Aim of the exercise =
Find every line in the items below that contains the word "block" and copy each of those lines out in full.

Dataset records =
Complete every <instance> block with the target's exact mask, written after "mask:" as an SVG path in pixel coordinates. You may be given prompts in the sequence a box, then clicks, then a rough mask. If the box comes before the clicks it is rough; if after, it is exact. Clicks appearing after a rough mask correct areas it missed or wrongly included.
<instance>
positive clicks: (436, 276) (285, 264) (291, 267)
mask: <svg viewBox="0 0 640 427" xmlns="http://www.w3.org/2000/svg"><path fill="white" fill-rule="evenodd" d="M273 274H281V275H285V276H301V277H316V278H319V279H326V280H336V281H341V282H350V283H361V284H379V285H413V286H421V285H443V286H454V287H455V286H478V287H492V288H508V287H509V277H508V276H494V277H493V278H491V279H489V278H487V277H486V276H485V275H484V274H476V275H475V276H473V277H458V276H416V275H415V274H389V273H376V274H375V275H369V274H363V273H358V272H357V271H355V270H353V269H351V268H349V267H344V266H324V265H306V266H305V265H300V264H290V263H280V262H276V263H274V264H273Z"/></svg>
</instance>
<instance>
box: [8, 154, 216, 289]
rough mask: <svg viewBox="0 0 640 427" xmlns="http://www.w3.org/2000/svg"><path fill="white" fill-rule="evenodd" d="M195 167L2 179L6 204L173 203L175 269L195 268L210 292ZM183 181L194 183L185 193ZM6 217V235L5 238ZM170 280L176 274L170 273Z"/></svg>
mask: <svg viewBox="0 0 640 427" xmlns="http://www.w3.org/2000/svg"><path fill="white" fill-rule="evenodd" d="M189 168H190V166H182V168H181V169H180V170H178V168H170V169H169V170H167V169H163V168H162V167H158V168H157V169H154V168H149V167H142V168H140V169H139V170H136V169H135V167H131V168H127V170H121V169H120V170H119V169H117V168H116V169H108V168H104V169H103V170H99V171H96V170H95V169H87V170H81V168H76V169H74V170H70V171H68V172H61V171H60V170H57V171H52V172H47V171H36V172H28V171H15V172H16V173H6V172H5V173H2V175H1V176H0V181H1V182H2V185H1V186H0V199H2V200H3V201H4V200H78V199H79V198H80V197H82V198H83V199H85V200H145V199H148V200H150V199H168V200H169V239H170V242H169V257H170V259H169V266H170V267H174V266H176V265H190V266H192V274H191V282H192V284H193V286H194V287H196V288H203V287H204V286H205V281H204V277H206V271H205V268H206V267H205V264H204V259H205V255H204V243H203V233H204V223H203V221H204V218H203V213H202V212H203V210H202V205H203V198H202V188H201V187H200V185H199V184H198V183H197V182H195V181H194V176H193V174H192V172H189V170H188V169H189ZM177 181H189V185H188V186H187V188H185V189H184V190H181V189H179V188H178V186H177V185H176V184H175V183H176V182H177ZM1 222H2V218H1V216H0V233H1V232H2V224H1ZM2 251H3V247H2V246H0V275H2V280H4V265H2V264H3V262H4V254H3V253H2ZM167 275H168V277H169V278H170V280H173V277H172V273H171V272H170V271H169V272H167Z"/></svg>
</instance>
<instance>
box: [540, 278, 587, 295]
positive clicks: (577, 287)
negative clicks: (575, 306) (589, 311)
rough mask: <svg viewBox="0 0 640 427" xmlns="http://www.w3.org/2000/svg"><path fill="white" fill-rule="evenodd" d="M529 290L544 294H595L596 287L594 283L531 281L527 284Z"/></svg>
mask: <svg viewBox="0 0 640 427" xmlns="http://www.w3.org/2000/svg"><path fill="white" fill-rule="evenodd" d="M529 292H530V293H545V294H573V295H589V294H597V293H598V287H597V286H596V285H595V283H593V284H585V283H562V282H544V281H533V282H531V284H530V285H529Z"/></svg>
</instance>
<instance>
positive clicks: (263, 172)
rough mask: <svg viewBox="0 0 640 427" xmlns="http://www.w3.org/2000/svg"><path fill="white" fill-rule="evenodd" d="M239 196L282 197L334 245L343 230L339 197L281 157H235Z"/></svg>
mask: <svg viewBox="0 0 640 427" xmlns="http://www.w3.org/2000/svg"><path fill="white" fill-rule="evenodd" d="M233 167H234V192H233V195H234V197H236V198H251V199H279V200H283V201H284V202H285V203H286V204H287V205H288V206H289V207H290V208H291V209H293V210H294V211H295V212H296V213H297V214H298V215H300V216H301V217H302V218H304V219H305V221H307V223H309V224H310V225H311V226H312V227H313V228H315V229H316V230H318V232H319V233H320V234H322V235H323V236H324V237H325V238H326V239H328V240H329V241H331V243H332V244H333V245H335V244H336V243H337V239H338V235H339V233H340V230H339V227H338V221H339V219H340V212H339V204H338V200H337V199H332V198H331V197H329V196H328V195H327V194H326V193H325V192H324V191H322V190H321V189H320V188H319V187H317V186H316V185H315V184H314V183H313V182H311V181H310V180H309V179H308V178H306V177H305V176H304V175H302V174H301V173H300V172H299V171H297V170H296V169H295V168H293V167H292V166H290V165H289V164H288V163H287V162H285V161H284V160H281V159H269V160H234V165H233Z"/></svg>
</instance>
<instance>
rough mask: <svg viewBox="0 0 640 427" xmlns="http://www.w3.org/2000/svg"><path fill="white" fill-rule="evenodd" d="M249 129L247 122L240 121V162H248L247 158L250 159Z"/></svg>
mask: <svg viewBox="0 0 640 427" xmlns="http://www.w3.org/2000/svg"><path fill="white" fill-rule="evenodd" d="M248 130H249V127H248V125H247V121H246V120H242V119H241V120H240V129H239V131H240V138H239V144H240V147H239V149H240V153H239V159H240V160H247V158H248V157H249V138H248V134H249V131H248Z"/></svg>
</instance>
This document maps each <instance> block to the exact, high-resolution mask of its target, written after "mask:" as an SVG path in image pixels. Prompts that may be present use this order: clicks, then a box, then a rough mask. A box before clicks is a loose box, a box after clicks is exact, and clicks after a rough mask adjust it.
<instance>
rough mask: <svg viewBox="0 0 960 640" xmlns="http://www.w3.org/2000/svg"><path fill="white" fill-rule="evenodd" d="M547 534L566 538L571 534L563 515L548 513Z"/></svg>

Response to this exercise =
Complete every <instance> block with the target's exact mask, written after "mask:" as an SVG path in pixel coordinates. You may be given prompts in the sequence a box, then clicks, then a rough mask. If the box comes before the clicks it is rough; if after, it is exact. Clicks appearing after a rough mask correct areas it missed or wrongly included.
This document maps each <instance> block to the exact, high-resolution mask of its target, written after "mask:" as an SVG path in image pixels. Prompts that may be present use this order: clicks, then a box, then a rough mask. A box before clicks is a loose box, a box after clicks is exact, and clicks after a rough mask adjust it.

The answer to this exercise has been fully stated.